Managing change internationally and across cultures

International companies must deal with the complexity of the change process not only within the organisation but also across national borders. Introducing innovation in a multinational environment requires an appropriate consideration of the cultural setting. OviDrive cooperates with consultants from around the globe in order to maximise the cultural fit of the change model applied.

October 7, 2021
Fleet Management Tips

Take away 3 points

  • Introducing change to an international business is a complex process further complicated by cultural implications.
  • Various elements of local cultures will influence various drivers of change within the organisation to varying degrees
  • The change process has greater changes of success if the change model applied is culturally fit

Change is an inherent element of the everyday functioning of any organisation. It is widely agreed that companies must constantly adapt to new conditions and innovate in order to stay competitive and survive. At the same time, the business environment is becoming increasingly complex as companies grow internationally and enter new, culturally diverse markets. Success in implementing innovation is now dependent not only on the ability to implement change within the organisation but also to understand how decision-makers and employees approach and apply change locally. OviDrive offers an international network of consultants based across Europe, Asia-Pacific, the Americas, and Africa offering knowledge and expertise on how to successfully design, implement and communicate change within an organisation internationally and across cultures.

Change management in multinational organisations

There is a large number of studies available on change management within organisation and a widely accepted consensus that change is no straightforward process, burdened with risk, and likely to fail. Numerous studies continue to report that the failure rate of organisational change efforts may be as high as 70 percent. Although it is difficult to track down the research that would ultimately confirm that number, it is nevertheless commonly understood that failure to innovate is not only costly but also hinders competitiveness and business growth. This is coupled with more recent research results suggesting that change patterns are culturally dependent and that the skills and methods applied must take into consideration local cultural conditions as they significantly impact how business is done, what is valued in organisations, how people are led, and how employees relate to the organisation. Understanding these cross-cultural differences and making use of that understanding can be expected to lead to better outcomes in multinational organisations.

Understanding the cultural context

It is a common understanding that cultures are different. It is much less understood how these differences work and how they influence business practices. A number of studies give us insight into cultural differences prevalent in the corporate world. One of the most wide spread and most cited is the model developed by Geert Hofstede resulting from his initial global study of IBM managers that was later replicated and extended to include 76 nations compared on six dimensions. The six dimensions proposed by Hofstede are the following [4]:

  1. Power Distance (PDI): This dimension expresses the degree to which the less powerful members of a society accept and expect that power is distributed unequally. The fundamental issue here is how a society handles inequalities among people. A higher degree of the Index indicates that hierarchy is clearly established and executed, without doubt or reason. A lower degree of the Index signifies that people question authority and attempt to distribute power.

- EXERCISE DESCRIPTION -
Translate this sentence from the page on managing change across cultures above into Spanish: "Change is an inherent element of the everyday functioning of any organisation."

- DATA LINES -

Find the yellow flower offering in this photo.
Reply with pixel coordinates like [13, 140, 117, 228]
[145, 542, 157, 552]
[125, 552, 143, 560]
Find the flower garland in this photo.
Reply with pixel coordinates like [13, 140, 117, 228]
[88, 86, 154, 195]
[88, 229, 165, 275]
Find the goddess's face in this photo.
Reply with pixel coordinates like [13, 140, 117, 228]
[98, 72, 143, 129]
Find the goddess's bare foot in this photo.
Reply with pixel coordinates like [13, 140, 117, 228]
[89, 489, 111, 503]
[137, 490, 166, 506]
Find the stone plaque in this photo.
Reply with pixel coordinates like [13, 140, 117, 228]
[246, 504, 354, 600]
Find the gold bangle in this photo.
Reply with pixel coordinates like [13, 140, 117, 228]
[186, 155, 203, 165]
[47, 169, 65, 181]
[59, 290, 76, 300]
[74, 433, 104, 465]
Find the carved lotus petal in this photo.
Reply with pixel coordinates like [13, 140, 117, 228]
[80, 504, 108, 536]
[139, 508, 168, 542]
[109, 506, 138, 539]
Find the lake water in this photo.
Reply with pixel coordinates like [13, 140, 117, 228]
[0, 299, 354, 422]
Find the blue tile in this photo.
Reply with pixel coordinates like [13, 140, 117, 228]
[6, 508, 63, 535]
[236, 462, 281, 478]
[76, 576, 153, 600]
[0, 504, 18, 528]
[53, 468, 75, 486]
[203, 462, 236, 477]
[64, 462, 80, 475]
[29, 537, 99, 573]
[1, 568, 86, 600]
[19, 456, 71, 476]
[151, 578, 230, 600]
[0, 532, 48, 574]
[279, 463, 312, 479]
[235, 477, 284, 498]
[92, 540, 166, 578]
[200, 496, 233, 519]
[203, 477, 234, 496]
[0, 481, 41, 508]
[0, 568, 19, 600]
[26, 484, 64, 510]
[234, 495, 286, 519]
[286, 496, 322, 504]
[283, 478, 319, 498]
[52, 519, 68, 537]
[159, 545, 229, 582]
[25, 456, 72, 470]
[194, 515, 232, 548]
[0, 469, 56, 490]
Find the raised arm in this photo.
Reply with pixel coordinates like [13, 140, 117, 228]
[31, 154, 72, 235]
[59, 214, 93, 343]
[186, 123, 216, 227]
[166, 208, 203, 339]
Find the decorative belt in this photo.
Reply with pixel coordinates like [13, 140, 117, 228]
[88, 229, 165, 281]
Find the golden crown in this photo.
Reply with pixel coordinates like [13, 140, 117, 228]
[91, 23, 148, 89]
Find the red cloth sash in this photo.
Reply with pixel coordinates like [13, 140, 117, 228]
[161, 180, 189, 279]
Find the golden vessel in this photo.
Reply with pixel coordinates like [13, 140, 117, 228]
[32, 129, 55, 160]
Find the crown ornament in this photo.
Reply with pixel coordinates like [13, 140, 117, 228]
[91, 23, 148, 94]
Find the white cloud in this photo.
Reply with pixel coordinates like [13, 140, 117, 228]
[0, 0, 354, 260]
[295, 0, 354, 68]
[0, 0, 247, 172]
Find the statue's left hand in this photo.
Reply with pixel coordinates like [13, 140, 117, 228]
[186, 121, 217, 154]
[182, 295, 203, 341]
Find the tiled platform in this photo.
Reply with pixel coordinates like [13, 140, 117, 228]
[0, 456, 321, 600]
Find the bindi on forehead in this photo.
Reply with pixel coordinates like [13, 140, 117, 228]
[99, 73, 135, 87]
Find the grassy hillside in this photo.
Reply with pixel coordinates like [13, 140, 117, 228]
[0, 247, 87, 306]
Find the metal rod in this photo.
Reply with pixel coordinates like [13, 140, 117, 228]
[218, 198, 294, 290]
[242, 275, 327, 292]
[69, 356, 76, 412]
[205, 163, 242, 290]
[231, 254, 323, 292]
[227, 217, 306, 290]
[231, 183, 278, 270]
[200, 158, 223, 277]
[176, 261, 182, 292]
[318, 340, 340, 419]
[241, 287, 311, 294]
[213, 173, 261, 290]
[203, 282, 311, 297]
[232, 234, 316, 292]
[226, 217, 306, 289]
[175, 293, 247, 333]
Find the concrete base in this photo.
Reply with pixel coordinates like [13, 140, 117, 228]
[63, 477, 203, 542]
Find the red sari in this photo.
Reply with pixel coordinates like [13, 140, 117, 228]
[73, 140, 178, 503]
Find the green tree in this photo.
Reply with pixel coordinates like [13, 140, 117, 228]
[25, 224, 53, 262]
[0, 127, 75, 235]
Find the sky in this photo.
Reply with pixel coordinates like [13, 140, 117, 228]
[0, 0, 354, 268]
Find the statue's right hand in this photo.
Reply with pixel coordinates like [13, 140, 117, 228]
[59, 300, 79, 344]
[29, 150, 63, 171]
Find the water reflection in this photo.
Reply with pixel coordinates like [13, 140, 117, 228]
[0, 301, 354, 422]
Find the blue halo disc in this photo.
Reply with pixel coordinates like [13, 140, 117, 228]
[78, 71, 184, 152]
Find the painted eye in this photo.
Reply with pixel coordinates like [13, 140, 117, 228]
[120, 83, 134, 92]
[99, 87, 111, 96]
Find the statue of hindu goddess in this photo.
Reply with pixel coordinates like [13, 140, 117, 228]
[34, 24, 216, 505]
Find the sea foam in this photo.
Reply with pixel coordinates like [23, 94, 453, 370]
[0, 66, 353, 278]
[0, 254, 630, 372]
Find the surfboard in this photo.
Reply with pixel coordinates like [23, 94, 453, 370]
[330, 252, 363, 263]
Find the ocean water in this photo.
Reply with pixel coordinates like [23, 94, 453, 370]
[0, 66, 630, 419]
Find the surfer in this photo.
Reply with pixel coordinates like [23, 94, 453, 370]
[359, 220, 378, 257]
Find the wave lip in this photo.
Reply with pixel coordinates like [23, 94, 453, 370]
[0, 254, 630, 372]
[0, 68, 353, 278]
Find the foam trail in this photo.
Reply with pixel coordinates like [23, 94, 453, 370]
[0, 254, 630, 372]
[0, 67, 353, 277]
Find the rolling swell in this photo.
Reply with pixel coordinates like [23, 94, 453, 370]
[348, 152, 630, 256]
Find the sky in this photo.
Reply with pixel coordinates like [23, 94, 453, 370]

- ANSWER TO THIS PROBLEM -
El cambio es un elemento inherente al funcionamiento cotidiano de cualquier organización.